§ **WORK REQUIRED**: Output the material below unchanged, apart from leaving out the pictures.

§ **DATA SHOWN**:
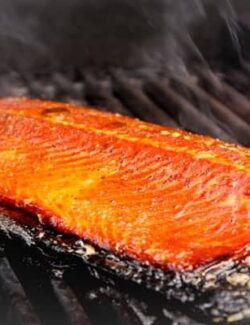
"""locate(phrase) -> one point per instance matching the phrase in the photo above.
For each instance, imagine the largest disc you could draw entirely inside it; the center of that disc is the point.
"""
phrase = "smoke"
(49, 34)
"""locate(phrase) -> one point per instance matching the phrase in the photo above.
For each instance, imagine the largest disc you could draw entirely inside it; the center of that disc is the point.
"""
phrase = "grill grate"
(32, 289)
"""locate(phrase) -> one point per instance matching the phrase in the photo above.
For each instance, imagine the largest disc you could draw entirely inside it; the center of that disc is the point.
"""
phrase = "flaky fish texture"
(160, 196)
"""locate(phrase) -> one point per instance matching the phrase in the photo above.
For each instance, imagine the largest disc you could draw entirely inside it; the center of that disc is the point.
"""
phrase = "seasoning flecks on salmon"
(158, 195)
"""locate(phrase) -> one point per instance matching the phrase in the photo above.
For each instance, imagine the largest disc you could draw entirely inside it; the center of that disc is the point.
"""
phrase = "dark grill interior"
(42, 288)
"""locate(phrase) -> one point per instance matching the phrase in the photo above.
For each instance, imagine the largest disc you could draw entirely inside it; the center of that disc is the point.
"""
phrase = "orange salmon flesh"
(158, 195)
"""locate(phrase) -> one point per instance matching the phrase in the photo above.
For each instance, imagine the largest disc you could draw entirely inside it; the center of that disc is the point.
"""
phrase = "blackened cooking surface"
(203, 295)
(54, 285)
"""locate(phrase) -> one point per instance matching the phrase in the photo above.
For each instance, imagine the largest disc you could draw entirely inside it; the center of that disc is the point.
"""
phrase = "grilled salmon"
(160, 196)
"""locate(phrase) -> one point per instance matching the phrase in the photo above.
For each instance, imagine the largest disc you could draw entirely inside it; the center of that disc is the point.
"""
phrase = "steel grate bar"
(99, 93)
(225, 93)
(239, 128)
(131, 93)
(69, 302)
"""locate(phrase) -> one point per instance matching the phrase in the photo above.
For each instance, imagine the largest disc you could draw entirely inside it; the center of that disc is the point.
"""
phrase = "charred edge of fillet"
(219, 291)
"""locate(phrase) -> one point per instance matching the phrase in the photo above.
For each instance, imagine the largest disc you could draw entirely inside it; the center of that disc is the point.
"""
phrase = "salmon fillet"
(161, 196)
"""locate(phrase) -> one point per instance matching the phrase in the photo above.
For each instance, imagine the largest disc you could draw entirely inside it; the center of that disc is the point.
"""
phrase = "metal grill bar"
(205, 104)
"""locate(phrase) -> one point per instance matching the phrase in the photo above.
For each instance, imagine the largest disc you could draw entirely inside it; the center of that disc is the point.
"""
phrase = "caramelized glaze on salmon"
(158, 195)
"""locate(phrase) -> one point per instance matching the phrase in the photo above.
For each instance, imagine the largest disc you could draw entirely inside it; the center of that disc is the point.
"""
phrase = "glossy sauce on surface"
(159, 195)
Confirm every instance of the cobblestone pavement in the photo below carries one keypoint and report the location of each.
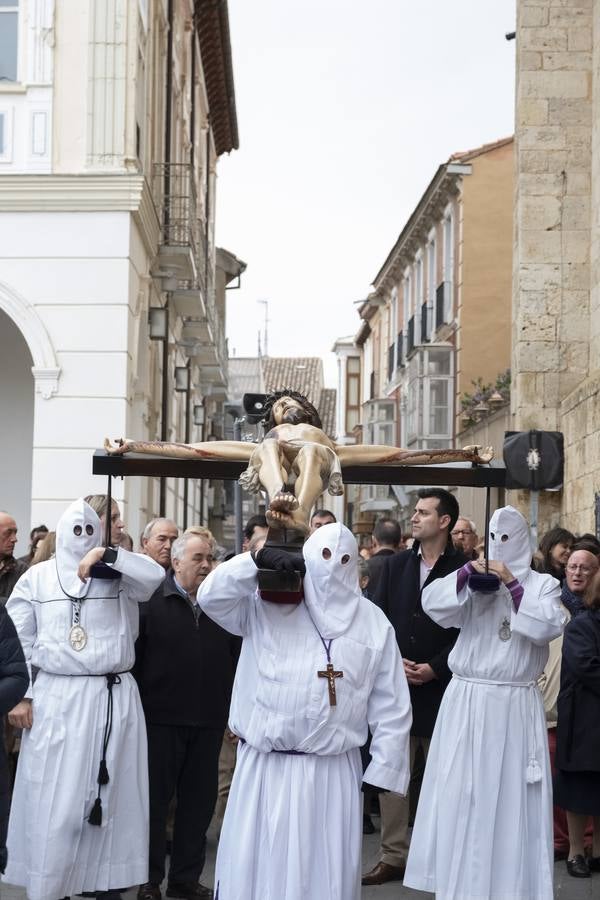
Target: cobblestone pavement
(565, 888)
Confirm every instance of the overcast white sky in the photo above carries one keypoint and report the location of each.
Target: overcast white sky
(345, 110)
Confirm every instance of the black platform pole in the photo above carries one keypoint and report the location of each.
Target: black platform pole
(487, 528)
(108, 519)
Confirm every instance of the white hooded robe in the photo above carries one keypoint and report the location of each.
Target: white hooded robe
(483, 829)
(293, 823)
(53, 851)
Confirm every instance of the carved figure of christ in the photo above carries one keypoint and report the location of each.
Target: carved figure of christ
(295, 448)
(330, 674)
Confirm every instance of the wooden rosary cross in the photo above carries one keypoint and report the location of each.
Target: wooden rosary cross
(330, 674)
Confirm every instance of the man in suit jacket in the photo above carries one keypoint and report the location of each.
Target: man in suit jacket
(185, 665)
(386, 539)
(424, 646)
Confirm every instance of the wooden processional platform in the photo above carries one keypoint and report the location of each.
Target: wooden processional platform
(452, 474)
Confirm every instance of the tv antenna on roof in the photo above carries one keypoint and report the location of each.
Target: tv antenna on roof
(265, 303)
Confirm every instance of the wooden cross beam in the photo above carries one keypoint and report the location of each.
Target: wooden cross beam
(456, 474)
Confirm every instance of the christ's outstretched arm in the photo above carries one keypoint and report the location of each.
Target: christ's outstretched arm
(361, 454)
(241, 451)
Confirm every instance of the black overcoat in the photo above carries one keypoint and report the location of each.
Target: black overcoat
(578, 728)
(14, 681)
(185, 662)
(419, 638)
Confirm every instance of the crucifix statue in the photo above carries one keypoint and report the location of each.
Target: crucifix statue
(296, 461)
(330, 674)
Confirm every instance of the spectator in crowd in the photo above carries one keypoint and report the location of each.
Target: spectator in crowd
(577, 781)
(580, 570)
(583, 543)
(465, 538)
(45, 549)
(483, 824)
(385, 542)
(11, 569)
(184, 668)
(158, 537)
(291, 828)
(424, 646)
(83, 760)
(35, 536)
(126, 541)
(99, 502)
(581, 567)
(321, 517)
(255, 526)
(257, 543)
(14, 681)
(363, 576)
(555, 547)
(590, 540)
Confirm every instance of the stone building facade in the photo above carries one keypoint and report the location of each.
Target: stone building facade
(112, 118)
(556, 276)
(438, 317)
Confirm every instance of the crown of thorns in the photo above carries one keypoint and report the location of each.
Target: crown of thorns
(274, 396)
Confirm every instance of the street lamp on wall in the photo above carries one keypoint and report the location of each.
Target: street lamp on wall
(198, 414)
(158, 330)
(158, 323)
(182, 378)
(183, 385)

§ **RESPONSE**:
"""locate(phrase) -> one point per instance matching the phrase in the photo above.
For each instance, imagine the largest disc you could draw entirely inside it; the center of that disc is the point.
"""
phrase = "smoke"
(49, 34)
"""locate(phrase) -> one point per instance matching the phrase in the photo above.
For each instance, imagine the largest disc you could draw entirely inside it; the center of that disc is the point.
"""
phrase = "grill grate"
(32, 289)
"""locate(phrase) -> one point per instance matching the phrase in the photo above.
For each instance, imagine the largest disc you could draw entirely inside it; the center of that disc is the point.
"""
phrase = "flaky fish texture"
(160, 196)
"""locate(phrase) -> one point per instance matching the phrase in the photo above.
For each instance, imagine the largest disc you could draw entirely inside it; the center of that disc is the point.
"""
phrase = "seasoning flecks on salmon"
(158, 195)
"""locate(phrase) -> one point per instance matching the phrase in the photo above.
For each instance, imagine the largest disc you could draw entirely inside it; the center of that disc is the point.
"""
phrase = "dark grill interior"
(42, 288)
"""locate(phrase) -> one point per instance matching the phrase in the photo above.
For each instance, imagine the largest disc you could draw entirely inside it; the center of that disc is the point.
"""
phrase = "orange salmon flesh"
(158, 195)
"""locate(phrase) -> one point per instance matching the phrase in the photo above.
For each instance, imagine the largest disc you could draw entirely inside it; the center of that disc is the point.
"""
phrase = "blackened cooking surface"
(203, 295)
(54, 285)
"""locate(phrase) -> one point per instance matching the phrase in the photo above.
For each instance, imagine the largest disc you could draw entirely inside it; the center of that disc is the point.
"""
phrase = "grilled salmon"
(160, 196)
"""locate(phrase) -> one point per instance matching the phrase in the photo above.
For each instance, imagine the largest disc you could draw entirely inside it; the center of that disc is the point.
"""
phrase = "steel grate bar"
(99, 93)
(225, 93)
(239, 128)
(131, 93)
(69, 302)
"""locate(phrase) -> one point per instance matching the phrase in the photo above.
For each instance, imagine the largest disc you could draw entirely inside it; the center of that disc is the point.
"""
phrase = "charred edge of fillet"
(219, 291)
"""locate(phrase) -> one point per instance matching the phrase in the photo above.
For each instance, imagine the largest disc you could draw entirely inside it; the center of that disc is the point.
"""
phrase = "salmon fillet"
(161, 196)
"""locate(phrase) -> one point per instance matching the phrase in the photo above.
For each instance, imagine the largest disc you could draw entirely inside it; the center of that disc is the point.
"""
phrase = "metal grill bar"
(205, 104)
"""locate(phrase) -> one point per instance matching the phrase in the photo above.
For each instance, imagine the largest disc you could draw entirely inside it; the center of that disc is the point.
"""
phrase = "caramelized glaze on salmon"
(158, 195)
"""locate(phrase) -> one point per instance matching the phrase in the photo above.
For each instance, imagine the largest disc you could draw entirely inside it; the center of that disc is the point.
"""
phrase = "glossy sauce on surface"
(159, 195)
Confirm every instance of the cobblestone pavement in the photo below carries one keypoint and report the location of each.
Target: cobblestone pavement
(565, 888)
Confirm every instance of the overcast white sky in the photo above carries one keypoint and report the location of each.
Target: overcast white sky
(345, 110)
Confirm every instance of the black platform pole in the photo above carries one keypoint and report the location of each.
Target: black platform pole
(487, 528)
(108, 519)
Confirm every instance of the white hooded robe in the photo above carries one keypoint and report the location of each.
Target: white hooded robe
(483, 829)
(293, 823)
(53, 851)
Confirm every instance of the carved figure of christ in the photo above carries one keypoint and report the location of each.
Target: carved figure of christ
(295, 448)
(330, 674)
Confirm every instance of the wooden rosary cross in the photo above carries one keypoint and report the location of each.
Target: wooden rosary cross
(330, 674)
Confirm every instance of the man in suit jacket in the photo above carries one keypoint and report the location of each.
Target: man in suit jacket
(185, 665)
(386, 539)
(424, 646)
Confirm every instance of the wooden processional platform in the photo above carries one keypoint and report the location of each.
Target: wooden processional platform
(452, 474)
Confirm every instance of the tv antenna on roof in the photo above carries one keypoint and report the location of each.
Target: tv antenna on roof
(265, 303)
Confirm every instance of the wooden cross beam in the photo above carries one keypoint and report the location of each.
Target: wooden cross beam
(456, 474)
Confirm every instance of the christ's outstretched arm in the photo above carries one keypoint and report the location of each.
Target: christ's outstretched arm
(361, 454)
(241, 451)
Confirm every instance of the black overcoat in the photo above carries one keypoint and report the location of each.
Target: black overcoat
(578, 728)
(14, 681)
(185, 662)
(419, 638)
Confirm every instance of the crucifix statue in the photo above carries one keypoint and report the location of each.
Target: crucifix statue
(296, 461)
(330, 674)
Confirm every instance of the spectator in crowd in the photo above carries one keypoint and report the location of each.
Target: spectator in crowd
(577, 781)
(580, 570)
(583, 543)
(465, 538)
(45, 549)
(483, 824)
(385, 542)
(11, 569)
(184, 668)
(158, 537)
(291, 828)
(424, 646)
(83, 760)
(35, 536)
(126, 541)
(99, 502)
(581, 567)
(321, 517)
(255, 526)
(257, 543)
(14, 681)
(363, 576)
(555, 547)
(590, 540)
Confirm every instance of the stone building facade in the photo above carries one keypoint and report the location of each.
Target: stone building facade
(112, 118)
(556, 276)
(438, 317)
Confirm every instance of the crown of thorns in the photo above carries one keypoint and report the location of each.
Target: crown of thorns
(274, 396)
Confirm every instance of the street lamp on wall in the photo above carries one keypoint and report the location of each.
Target: street lamp on wall
(198, 414)
(158, 330)
(158, 323)
(182, 378)
(183, 385)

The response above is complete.